Reproduce only the lines from the one containing "backsplash, written as integer pixel values." through the last line below, both included, keeping the requests unchanged. In the answers, multiply each point coordinate by 1.7 and round it to a whole number, rounding halves up.

### Extracted information
[Start]

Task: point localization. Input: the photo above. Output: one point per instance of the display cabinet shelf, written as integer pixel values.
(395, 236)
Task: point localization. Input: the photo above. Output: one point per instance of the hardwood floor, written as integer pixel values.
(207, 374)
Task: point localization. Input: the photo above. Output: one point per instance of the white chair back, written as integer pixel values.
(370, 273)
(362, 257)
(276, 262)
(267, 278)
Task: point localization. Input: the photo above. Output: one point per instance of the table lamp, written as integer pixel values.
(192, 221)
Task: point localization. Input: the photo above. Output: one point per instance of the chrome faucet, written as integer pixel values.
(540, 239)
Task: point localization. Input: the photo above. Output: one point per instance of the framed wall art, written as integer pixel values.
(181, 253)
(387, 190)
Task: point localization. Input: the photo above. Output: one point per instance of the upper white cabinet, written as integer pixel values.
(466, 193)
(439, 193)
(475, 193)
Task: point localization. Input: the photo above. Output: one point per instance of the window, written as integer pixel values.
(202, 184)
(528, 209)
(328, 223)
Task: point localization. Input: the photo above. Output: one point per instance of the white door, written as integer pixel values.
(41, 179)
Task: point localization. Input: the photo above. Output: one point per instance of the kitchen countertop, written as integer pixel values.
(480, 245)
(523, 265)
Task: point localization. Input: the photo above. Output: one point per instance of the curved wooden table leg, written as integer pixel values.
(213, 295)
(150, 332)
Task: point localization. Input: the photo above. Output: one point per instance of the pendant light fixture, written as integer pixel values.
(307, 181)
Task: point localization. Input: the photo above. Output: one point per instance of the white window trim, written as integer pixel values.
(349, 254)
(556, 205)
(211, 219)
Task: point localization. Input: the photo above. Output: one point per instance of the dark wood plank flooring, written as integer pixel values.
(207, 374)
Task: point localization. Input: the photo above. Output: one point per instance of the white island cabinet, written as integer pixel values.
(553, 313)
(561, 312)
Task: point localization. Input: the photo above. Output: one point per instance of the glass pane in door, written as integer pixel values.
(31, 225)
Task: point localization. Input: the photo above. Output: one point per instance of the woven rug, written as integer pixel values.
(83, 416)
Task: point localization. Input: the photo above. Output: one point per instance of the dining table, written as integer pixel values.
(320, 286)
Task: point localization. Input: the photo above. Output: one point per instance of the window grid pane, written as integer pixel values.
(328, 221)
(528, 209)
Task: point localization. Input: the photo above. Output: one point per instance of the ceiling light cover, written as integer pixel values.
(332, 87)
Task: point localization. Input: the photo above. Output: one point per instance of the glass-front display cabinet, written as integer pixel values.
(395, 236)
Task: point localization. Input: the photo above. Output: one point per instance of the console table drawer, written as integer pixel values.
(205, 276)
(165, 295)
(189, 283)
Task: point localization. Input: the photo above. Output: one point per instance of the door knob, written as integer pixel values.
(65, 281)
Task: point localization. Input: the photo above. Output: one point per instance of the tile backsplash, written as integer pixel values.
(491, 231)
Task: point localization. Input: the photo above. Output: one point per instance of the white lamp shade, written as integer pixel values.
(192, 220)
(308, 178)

[End]

### Exercise answer
Task: point localization. Input: the photo above. Output: one point per instance of the tile backsplash, written as integer pixel values.
(835, 393)
Task: point localization. Input: the photo above. Output: one point per instance of the white lamp shade, written as integer pixel values.
(326, 374)
(524, 303)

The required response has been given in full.